= Short exercise A =
Count the lines in the records below that contain the word "soldier". Give only the number.

= Text segment =
---
I received this book at no cost, to facilitate my review. However, as always, all opinions expressed here are entirely my own.
The Life-Changing Magic of Tidying Up caught my eye when it appeared as a Blogging for Books selection. There’s a lot of great stuff here; there’s also a lot of…junk? My thoughts on this are all over the place, so please bear with me. I’ll try to make it as coherent as possible!
The Good
[Tweet “Cleaning and tidying are not the same thing!”]
The first thing that captured my attention was the simple fact that this refers to “tidying.” We have a tendency to use “clean” and “tidy” interchangeably, but they are not the same thing! I know it seems like a silly detail, but the fact that the author referred to tidying as tidying stood out to me.
The general principles the author espouses are not new. (At least, they weren’t completely new to me.) It is true that, for the most part, they’re not the most common recommendations, but they are recommendations that have been seen before in organization/decluttering resources. They still bear repeating, though, and there are a lot of good principles here. Some of them she words in a new and different way that can help them “click.” Others she’s simply compiled in a manner that’s helpful to have all together. Mostly she emphasizes certain things as being important, that we might previously have relegated to details.
Some key principles in the book that I find notable, practical, and sound:
- Don’t try to organize your clutter. “Start by discarding. Then organize your space…” Get rid of all the excess first, and organize what’s left. And while you’re weeding out, don’t get distracted by trying to organize the remainder.
- Organize everything at once. This is the key premise of the whole book. Don’t do it in bits and pieces, but all at one shot. I think this is a lot harder to do than she makes it out to be, but my experience also tells me she’s right about this being the way to go. When you organize one little piece and everything else is still out of order, it’s never really organized.
---
Entries labeling object positions
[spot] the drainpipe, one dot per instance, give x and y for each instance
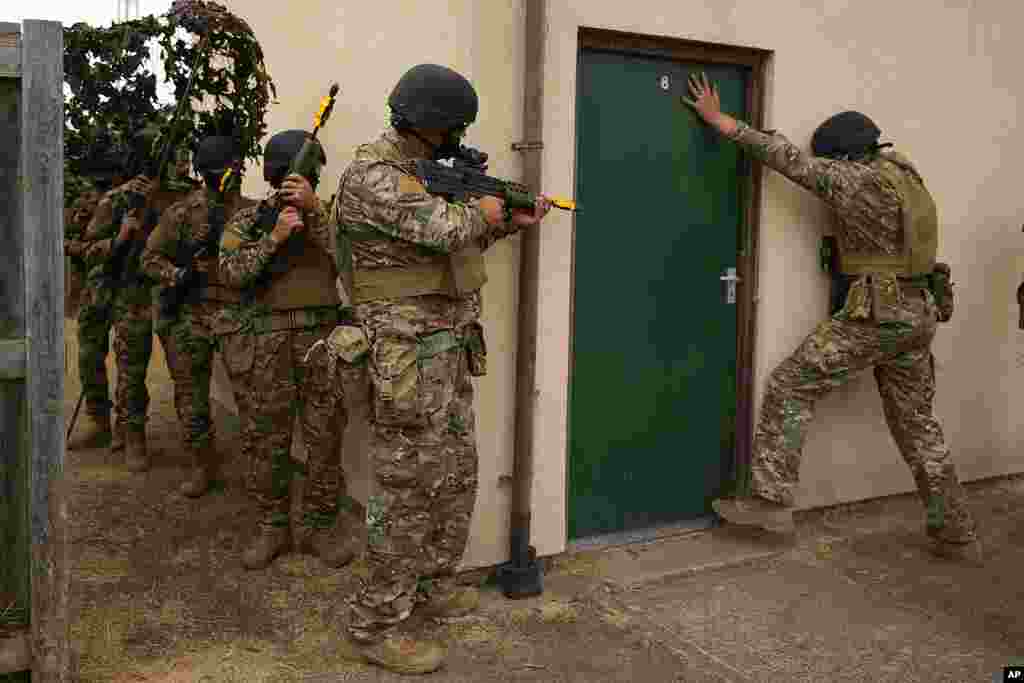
(521, 578)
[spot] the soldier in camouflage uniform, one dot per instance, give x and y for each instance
(887, 231)
(280, 256)
(187, 240)
(93, 333)
(128, 302)
(412, 270)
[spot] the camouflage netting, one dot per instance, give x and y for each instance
(112, 91)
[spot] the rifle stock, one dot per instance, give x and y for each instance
(462, 181)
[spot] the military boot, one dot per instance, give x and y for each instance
(118, 441)
(752, 511)
(335, 547)
(452, 604)
(268, 543)
(136, 456)
(402, 654)
(94, 432)
(969, 552)
(203, 471)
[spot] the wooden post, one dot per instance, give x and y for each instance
(42, 213)
(14, 534)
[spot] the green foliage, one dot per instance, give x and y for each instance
(112, 94)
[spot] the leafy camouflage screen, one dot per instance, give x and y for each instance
(112, 92)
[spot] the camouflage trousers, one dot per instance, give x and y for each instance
(188, 345)
(270, 382)
(93, 345)
(422, 447)
(132, 349)
(899, 351)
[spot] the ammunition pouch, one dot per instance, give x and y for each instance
(413, 377)
(941, 285)
(456, 275)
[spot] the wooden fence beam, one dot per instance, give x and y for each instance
(42, 211)
(15, 655)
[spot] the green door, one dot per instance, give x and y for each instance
(652, 396)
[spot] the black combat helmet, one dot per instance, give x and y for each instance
(848, 134)
(280, 152)
(433, 96)
(215, 153)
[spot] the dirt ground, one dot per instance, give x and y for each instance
(159, 594)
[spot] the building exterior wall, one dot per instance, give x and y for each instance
(950, 101)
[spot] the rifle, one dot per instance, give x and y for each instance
(305, 163)
(130, 250)
(466, 178)
(171, 298)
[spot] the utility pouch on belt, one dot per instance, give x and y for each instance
(468, 270)
(348, 342)
(941, 285)
(886, 298)
(476, 349)
(410, 376)
(829, 254)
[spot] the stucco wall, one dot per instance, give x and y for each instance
(941, 81)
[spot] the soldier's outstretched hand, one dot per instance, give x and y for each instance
(297, 191)
(141, 184)
(289, 220)
(525, 217)
(706, 100)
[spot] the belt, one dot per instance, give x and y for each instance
(407, 281)
(298, 318)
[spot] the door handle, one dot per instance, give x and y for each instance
(730, 279)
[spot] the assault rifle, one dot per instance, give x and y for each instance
(466, 178)
(171, 298)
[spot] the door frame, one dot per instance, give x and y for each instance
(750, 187)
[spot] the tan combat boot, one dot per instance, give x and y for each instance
(268, 543)
(136, 456)
(452, 604)
(203, 473)
(118, 441)
(752, 511)
(93, 433)
(402, 654)
(336, 547)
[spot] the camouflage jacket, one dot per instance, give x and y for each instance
(866, 206)
(378, 194)
(100, 237)
(76, 220)
(181, 227)
(246, 251)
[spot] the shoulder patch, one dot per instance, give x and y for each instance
(410, 184)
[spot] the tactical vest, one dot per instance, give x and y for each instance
(450, 274)
(921, 226)
(301, 276)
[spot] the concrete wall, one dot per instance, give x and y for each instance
(941, 80)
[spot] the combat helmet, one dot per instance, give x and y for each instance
(432, 96)
(280, 152)
(846, 135)
(214, 155)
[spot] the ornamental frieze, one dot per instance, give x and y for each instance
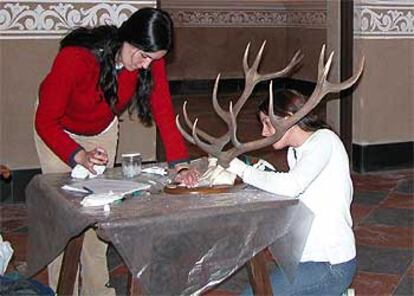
(384, 19)
(248, 18)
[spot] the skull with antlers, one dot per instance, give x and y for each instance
(214, 146)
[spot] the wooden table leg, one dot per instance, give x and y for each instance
(134, 288)
(69, 268)
(258, 275)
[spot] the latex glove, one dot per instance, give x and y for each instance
(237, 167)
(216, 175)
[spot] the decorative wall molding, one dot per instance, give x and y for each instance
(52, 19)
(247, 13)
(248, 18)
(384, 19)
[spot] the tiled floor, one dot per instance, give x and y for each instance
(383, 213)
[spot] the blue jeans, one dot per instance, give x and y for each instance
(313, 278)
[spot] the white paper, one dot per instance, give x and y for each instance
(99, 186)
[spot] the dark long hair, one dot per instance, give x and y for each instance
(148, 29)
(287, 102)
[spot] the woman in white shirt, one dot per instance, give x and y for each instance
(319, 176)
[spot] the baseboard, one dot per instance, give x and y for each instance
(380, 157)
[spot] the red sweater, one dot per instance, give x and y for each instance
(69, 99)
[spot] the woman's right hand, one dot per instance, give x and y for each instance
(88, 159)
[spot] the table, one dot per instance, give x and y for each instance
(174, 244)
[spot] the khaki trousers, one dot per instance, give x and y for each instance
(93, 263)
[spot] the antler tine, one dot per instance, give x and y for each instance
(223, 114)
(252, 77)
(233, 128)
(190, 124)
(294, 62)
(258, 58)
(321, 62)
(337, 87)
(245, 57)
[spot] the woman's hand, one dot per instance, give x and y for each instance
(88, 159)
(188, 177)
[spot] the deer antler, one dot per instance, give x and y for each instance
(281, 125)
(252, 78)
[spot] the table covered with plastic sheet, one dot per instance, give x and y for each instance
(174, 244)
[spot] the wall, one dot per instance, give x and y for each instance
(211, 35)
(383, 110)
(384, 100)
(29, 36)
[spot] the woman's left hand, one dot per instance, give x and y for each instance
(188, 177)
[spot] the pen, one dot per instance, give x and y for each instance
(87, 189)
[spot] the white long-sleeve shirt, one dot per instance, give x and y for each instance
(319, 176)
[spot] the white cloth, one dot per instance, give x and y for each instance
(80, 172)
(319, 175)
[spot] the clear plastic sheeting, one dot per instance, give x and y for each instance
(174, 244)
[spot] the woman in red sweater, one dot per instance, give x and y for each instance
(97, 74)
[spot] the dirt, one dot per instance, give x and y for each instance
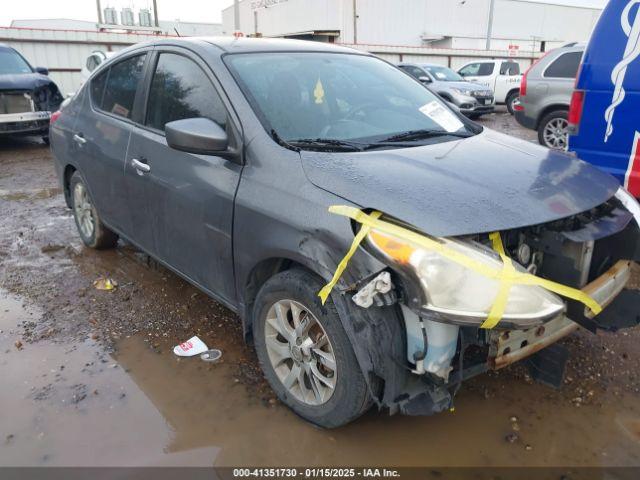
(90, 379)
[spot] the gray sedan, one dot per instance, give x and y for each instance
(472, 99)
(221, 158)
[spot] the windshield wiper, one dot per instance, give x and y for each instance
(422, 134)
(328, 144)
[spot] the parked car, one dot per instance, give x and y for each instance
(604, 119)
(27, 96)
(545, 94)
(93, 61)
(472, 99)
(501, 76)
(220, 158)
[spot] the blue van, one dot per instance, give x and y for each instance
(604, 116)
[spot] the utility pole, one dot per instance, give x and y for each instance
(355, 22)
(155, 13)
(236, 15)
(490, 24)
(99, 12)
---
= Short exercise B =
According to the book review above, what is the key premise of the whole book?

= Result A =
2

= Result B =
Organize everything at once, in one shot rather than in bits and pieces.